Jump to content
  • 2
IGNORED

Has there ever been a conclusive listening test?


Norton

Question

Has there ever been a methodologically robust blind listening test of digital  audio formats, codecs etc that resulted in subjects being able to distinguish between, identify and/or express a preference for particular formats to a statistically significant degree? For example, has any test demonstrated conclusively that subjects could distinguish between 16/44 and 24/96, and/or were able to identify which was which, and/or expressed a preference for 24/96?

Link to comment

9 answers to this question

Recommended Posts

  • 0

You can download the full text PDF here:

https://www.researchgate.net/publication/257068631_Sampling_Rate_Discrimination_441_kHz_vs_882_kHz

 

They were comparing 88.2 vs 44.1 and 44.1 downsampled.  All sample rates were 24 bit.  The gear used was top quality.  You will rarely buy recordings that are this pure and unmolested in some way.  

 

I might pick a few nits with a couple statements in their conclusions.  There are a couple oddities in the results.  

 

None of this argues against my idea that 88 or 96 might be audible, but not enough to be a big difference.  If you did everything at 44 or 48 you'll be losing very little if anything.  It is not like a recording where the only difference is the sample rate produces one wonderful recording at the higher rate, and a horrid hard to listen to result at the lower sample rate.  

And always keep in mind: Cognitive biases, like seeing optical illusions are a sign of a normally functioning brain. We all have them, it’s nothing to be ashamed about, but it is something that affects our objective evaluation of reality. 

Link to comment
  • 0

Thanks, I thought I’d wait for any contrary replies before responding.  My impression was just so, that I’d never read of a conclusive listening test comparing formats, although it’s not a subject I’d particularly seek out.

 

But it does beg the questions: is this because:

 

a. all formats beyond ( and maybe including) RBCD  are just a “confidence game” where the consumer equates numbers with SQ in the abence of a legitimate quality reference point,  what the cutural theorist Roland Barthes called the quantification of quality; or 

 

b. because listening tests have been flawed to date?  I’m guessing that many involve an often small number of subjects having to make relatively  quick decisions with unfamiliar ( and maybe disliked)  music and equipment.  I wonder whether something more conclusive might result if subjects were allowed to thoroughly familiarise  themselves with the samples on their home system for a week or two before then being tested blind, again at home. Subjects and sample set used broadly aligned by musical taste. Of course the system would then be a variable.

 

It does also point up though that it is highly selective to use inconclusive listening tests  to dismiss any one format in particular, when likely the same would result for any format beyond higher quality MP3.
========================================================================
● **TASK INSTRUCTIONS**
#1 Please transcribe the part of the listening-test thread that opens with the words containing "And always keep" and closes with "evaluation of reality.".
#2 In the listening-test thread, what bit depth did the linked sampling-rate study use for all of its sample rates?
The data that comes after the thread is irrelevant to what you are asked to do here.

● **RAW DATA**
========================================================================
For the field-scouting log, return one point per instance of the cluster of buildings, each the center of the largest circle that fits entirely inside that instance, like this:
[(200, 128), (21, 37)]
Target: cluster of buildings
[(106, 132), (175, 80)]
========================================================================
● **ANSWERS TO THE EXERCISES**
#1
And always keep in mind: Cognitive biases, like seeing optical illusions are a sign of a normally functioning brain. We all have them, it’s nothing to be ashamed about, but it is something that affects our objective evaluation of reality.

#2 All sample rates were 24 bit.